■ What you need to do: Rewrite all of the material below, putting "Trace" wherever "Outline" appears and keeping everything else the same. Leave the pictures out of your answer.

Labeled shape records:
** Start **

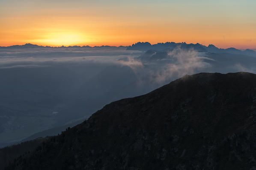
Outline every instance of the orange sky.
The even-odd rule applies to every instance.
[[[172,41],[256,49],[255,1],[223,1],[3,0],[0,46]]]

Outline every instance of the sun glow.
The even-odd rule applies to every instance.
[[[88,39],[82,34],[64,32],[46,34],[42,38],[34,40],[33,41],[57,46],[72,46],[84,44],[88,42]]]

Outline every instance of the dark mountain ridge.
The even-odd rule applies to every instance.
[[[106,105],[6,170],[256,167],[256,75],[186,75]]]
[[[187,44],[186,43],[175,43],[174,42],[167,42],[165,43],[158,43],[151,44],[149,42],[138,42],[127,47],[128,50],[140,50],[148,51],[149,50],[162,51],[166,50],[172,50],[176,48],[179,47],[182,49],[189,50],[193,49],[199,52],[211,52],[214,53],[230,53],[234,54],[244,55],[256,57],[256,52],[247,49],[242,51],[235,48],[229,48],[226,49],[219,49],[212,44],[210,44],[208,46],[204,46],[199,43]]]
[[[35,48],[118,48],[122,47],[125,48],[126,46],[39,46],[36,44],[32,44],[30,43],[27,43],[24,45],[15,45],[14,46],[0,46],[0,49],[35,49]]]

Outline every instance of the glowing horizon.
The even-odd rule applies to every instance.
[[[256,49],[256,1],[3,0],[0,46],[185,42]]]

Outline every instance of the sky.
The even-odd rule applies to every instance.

** End **

■ Final result:
Trace every instance of the orange sky.
The even-odd rule applies to every instance.
[[[172,41],[256,49],[255,1],[223,1],[3,0],[0,46]]]

Trace every instance of the sun glow.
The even-odd rule applies to every instance.
[[[88,39],[82,34],[64,32],[46,34],[42,38],[34,40],[33,41],[57,46],[72,46],[84,44],[88,42]]]

Trace every instance of the dark mountain ridge.
The even-odd rule applies to every instance.
[[[106,105],[6,170],[256,167],[256,75],[186,75]]]
[[[187,44],[186,43],[175,43],[174,42],[167,42],[165,43],[158,43],[151,44],[149,42],[138,42],[127,47],[128,50],[140,50],[148,51],[149,50],[162,51],[166,50],[172,50],[176,48],[179,47],[182,49],[189,50],[193,49],[199,52],[211,52],[214,53],[230,53],[234,54],[244,55],[256,57],[256,52],[247,49],[242,51],[235,48],[229,48],[226,49],[219,49],[212,44],[210,44],[208,46],[204,46],[199,43]]]
[[[35,48],[118,48],[122,47],[125,48],[126,46],[39,46],[36,44],[32,44],[30,43],[27,43],[24,45],[15,45],[14,46],[0,46],[0,49],[35,49]]]

Trace every instance of the glowing horizon.
The even-odd rule applies to every instance.
[[[256,49],[256,1],[3,0],[0,46],[185,42]]]

Trace every instance of the sky.
The even-odd rule applies to every instance.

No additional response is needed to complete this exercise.